▶ **WRITTEN TASK**: Copy out every line of the listing below word for word, with no changes.

— START OF SOURCE MATERIAL —

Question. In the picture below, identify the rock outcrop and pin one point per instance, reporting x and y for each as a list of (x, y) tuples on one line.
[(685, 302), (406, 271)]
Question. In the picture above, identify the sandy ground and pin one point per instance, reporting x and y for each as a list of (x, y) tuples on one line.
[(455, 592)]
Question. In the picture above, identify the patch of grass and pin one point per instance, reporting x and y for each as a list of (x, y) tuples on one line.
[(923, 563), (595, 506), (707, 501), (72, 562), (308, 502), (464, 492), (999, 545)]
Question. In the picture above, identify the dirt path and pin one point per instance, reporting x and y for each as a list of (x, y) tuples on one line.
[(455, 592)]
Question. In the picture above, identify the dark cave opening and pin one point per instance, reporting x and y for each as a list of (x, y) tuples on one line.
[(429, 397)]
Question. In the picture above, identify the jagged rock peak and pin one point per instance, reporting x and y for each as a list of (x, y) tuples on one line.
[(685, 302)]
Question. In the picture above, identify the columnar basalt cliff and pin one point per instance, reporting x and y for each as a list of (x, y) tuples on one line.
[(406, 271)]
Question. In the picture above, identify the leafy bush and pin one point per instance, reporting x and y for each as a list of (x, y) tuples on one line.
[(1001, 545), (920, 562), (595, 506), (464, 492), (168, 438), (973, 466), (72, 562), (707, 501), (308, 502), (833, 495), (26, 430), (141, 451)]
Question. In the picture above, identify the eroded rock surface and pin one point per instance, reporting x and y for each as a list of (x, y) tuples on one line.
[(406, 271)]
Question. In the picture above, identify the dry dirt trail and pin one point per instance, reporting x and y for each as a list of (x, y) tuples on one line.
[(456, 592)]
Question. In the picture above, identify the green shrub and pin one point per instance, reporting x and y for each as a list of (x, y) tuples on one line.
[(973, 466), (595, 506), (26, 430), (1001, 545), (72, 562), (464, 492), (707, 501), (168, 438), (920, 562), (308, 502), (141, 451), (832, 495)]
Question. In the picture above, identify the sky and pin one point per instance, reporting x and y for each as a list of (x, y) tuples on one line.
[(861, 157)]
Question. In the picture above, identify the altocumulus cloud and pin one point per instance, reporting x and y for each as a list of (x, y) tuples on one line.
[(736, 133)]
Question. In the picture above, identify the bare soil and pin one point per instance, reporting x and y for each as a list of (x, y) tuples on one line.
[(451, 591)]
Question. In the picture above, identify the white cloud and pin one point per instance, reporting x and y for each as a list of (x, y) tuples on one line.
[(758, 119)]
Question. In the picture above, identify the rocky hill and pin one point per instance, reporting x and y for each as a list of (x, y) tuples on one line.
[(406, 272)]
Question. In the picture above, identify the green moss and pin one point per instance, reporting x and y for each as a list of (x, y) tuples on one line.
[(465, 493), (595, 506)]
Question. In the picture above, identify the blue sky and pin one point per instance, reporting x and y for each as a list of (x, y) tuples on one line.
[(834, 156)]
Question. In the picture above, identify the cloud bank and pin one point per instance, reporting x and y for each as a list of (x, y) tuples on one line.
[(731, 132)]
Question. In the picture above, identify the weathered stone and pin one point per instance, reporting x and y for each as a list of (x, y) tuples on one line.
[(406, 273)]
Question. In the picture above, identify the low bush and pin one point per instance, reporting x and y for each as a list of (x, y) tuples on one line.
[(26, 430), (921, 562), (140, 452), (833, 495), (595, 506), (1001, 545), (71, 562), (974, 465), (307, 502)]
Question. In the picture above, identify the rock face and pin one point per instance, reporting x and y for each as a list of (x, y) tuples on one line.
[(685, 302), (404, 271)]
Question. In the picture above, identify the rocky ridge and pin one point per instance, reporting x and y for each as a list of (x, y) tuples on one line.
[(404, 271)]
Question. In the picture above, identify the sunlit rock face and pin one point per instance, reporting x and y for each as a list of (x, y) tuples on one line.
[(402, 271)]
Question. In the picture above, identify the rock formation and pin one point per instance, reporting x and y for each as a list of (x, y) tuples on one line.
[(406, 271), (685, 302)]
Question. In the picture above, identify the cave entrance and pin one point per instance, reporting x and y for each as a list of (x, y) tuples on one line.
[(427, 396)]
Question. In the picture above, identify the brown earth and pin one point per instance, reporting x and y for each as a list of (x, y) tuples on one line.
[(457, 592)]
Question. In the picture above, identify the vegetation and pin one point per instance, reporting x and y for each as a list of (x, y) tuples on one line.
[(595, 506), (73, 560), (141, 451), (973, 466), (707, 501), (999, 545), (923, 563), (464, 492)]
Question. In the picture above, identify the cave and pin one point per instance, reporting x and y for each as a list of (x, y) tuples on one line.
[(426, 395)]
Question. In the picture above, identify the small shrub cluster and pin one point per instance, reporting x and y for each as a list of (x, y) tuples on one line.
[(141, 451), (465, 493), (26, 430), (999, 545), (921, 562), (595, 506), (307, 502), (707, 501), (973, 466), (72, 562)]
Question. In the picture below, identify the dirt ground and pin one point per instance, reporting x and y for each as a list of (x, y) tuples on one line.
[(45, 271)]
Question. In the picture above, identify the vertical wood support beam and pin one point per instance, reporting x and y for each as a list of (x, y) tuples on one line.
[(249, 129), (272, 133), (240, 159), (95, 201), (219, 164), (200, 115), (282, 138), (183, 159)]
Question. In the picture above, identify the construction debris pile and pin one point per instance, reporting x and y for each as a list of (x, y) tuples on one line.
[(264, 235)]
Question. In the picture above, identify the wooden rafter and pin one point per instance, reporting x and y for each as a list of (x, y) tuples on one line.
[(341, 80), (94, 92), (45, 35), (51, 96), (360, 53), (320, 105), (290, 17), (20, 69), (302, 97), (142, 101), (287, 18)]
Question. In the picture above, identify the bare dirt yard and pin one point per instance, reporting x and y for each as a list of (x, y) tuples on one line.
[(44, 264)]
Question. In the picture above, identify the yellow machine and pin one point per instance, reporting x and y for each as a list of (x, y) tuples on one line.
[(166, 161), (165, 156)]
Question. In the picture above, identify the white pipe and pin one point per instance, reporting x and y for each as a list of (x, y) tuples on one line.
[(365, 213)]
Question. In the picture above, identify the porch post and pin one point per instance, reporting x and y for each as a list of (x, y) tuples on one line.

— END OF SOURCE MATERIAL —

▶ **TASK OUTPUT**:
Question. In the picture below, identify the rock outcrop and pin one point per instance, reporting x and y for each as a list of (x, y) tuples on one line.
[(685, 302), (406, 271)]
Question. In the picture above, identify the sandy ground and pin one point per instance, reporting x and y for each as a list of (x, y) tuples on one line.
[(455, 592)]
Question. In the picture above, identify the patch of grass and pin one point per instance, reporting x and y for each as a list of (x, y) tuples on one line.
[(923, 563), (595, 506), (707, 501), (72, 562), (308, 502), (464, 492), (999, 545)]
Question. In the picture above, identify the dirt path and pin one point per instance, reporting x and y for each as a list of (x, y) tuples on one line.
[(455, 592)]
Question. In the picture above, identify the dark cave opening and pin one point per instance, reporting x and y for each as a list of (x, y) tuples on one line.
[(429, 397)]
Question. In the picture above, identify the jagged rock peak and pin one point per instance, reporting x and y for each as a list of (x, y) tuples on one line.
[(685, 302)]
Question. In the picture above, identify the columnar basalt cliff and pin one point per instance, reporting x and y for each as a list of (x, y) tuples on one line.
[(406, 271)]
Question. In the picture above, identify the leafy bush and pin one point per instance, reporting x and y for each as a list of (x, y) tuples on one line.
[(1001, 545), (920, 562), (595, 506), (464, 492), (168, 438), (973, 466), (72, 562), (707, 501), (308, 502), (833, 495), (26, 430), (141, 451)]
Question. In the picture above, identify the eroded rock surface and pin one point per instance, reporting x and y for each as a list of (x, y) tuples on one line.
[(406, 271)]
Question. In the picture above, identify the dry dirt trail and pin one point per instance, reporting x and y for each as a list of (x, y) tuples on one line.
[(456, 592)]
Question. In the picture above, identify the green shrub and pin one point per instance, reporting x and y for each as a list of (x, y) tuples on one line.
[(973, 466), (595, 506), (26, 430), (1001, 545), (72, 562), (464, 492), (707, 501), (168, 438), (920, 562), (308, 502), (141, 451), (832, 495)]
Question. In the picture above, identify the sky and pin one point per instance, reporting x and y for each as a list of (x, y) tuples on one line.
[(861, 157)]
Question. In the picture above, identify the altocumulus cloud and pin one point per instance, reporting x and y for each as a list of (x, y) tuples on one line.
[(736, 133)]
Question. In the picture above, identify the bare soil and pin one point per instance, reporting x and y for each as a list of (x, y) tuples on one line.
[(451, 591)]
Question. In the picture above, identify the white cloud and pin one point per instance, reporting x and y for each as a list of (x, y) tuples on one line.
[(758, 119)]
Question. In the picture above, identify the rocky hill and pin one point per instance, reporting x and y for each as a list of (x, y) tuples on one line.
[(406, 272)]
Question. In the picture above, identify the green moss and pin one point per instance, reporting x and y for each as a list of (x, y) tuples on one line.
[(465, 493), (595, 506)]
Question. In the picture above, identify the blue sky and pin one point per instance, reporting x and y for each as a list of (x, y) tuples on one line.
[(834, 156)]
Question. In the picture above, identify the cloud bank and pin one point per instance, reporting x and y for each as a list of (x, y) tuples on one line.
[(731, 132)]
Question. In the picture above, identify the weathered stone and pin one point per instance, reporting x and y for each as a list of (x, y) tuples on one line.
[(406, 273)]
Question. In the picture above, identify the low bush and pin one point per instance, reporting x and y for each as a list of (x, y) tuples on one line.
[(26, 430), (921, 562), (140, 452), (833, 495), (595, 506), (1001, 545), (71, 562), (974, 465), (307, 502)]
Question. In the picture above, identify the rock face and pin one point per instance, reporting x and y for each as a list of (x, y) tuples on one line.
[(685, 302), (404, 271)]
Question. In the picture above, identify the rocky ridge and pin one point per instance, reporting x and y for each as a list of (x, y) tuples on one line.
[(404, 271)]
Question. In the picture above, identify the sunlit rock face and pin one point per instance, reporting x and y for each as a list of (x, y) tuples on one line.
[(402, 271)]
Question. In the picture above, identify the rock formation and pin one point per instance, reporting x and y for each as a list of (x, y) tuples on one line.
[(406, 271), (685, 302)]
Question. In the picture above, identify the cave entrance and pin one point per instance, reporting x and y for each as a list of (x, y) tuples on one line.
[(427, 396)]
Question. In the picture above, identify the brown earth and pin one point per instance, reporting x and y for each as a list of (x, y) tuples on one line.
[(457, 592)]
Question. In the picture above, identify the vegetation and pin one point per instance, reporting x and y for each as a list of (x, y) tuples on one line.
[(595, 506), (73, 560), (141, 451), (973, 466), (707, 501), (999, 545), (923, 563), (464, 492)]
Question. In the picture above, identify the cave and pin one point per instance, reporting x and y for each as a list of (x, y) tuples on one line.
[(426, 395)]
Question. In the picture above, identify the small shrub cluster and pin one point per instance, reporting x and y for each as a list of (x, y) tuples on one line.
[(141, 451), (465, 493), (26, 430), (999, 545), (921, 562), (595, 506), (307, 502), (707, 501), (973, 466), (72, 562)]
Question. In the picture below, identify the dirt ground and pin one point per instance, reporting x and y for each as a list of (x, y) tuples on one line.
[(45, 271)]
Question. In the picture above, identify the vertical wood support beam and pin one point per instance, reporting x and y for each as a list of (x, y) tuples on one line.
[(249, 129), (272, 133), (240, 159), (95, 201), (219, 164), (200, 115), (282, 138), (183, 159)]
Question. In the picture above, identify the construction debris pile and pin one point per instance, reporting x and y for each as a list of (x, y) tuples on one line.
[(264, 235)]
Question. In the picture above, identify the wooden rafter and pin one point per instance, reporting x and y for each as a list of (x, y) tuples on one line.
[(341, 80), (94, 92), (45, 35), (51, 96), (360, 53), (320, 105), (290, 17), (20, 69), (302, 97), (142, 101), (287, 18)]
Question. In the picture above, identify the bare dirt yard and pin one point per instance, reporting x and y for each as a list of (x, y) tuples on one line.
[(44, 264)]
Question. In the picture above, identify the yellow machine and pin one point per instance, reporting x and y for each as a list of (x, y) tuples on one line.
[(166, 161), (165, 156)]
Question. In the picture above, identify the white pipe and pin one point per instance, reporting x and y for each as a list of (x, y) tuples on one line.
[(365, 213)]
Question. In the picture above, identify the porch post and pin one point per instance, reporting x and y for each as a list of (x, y) tuples on one line.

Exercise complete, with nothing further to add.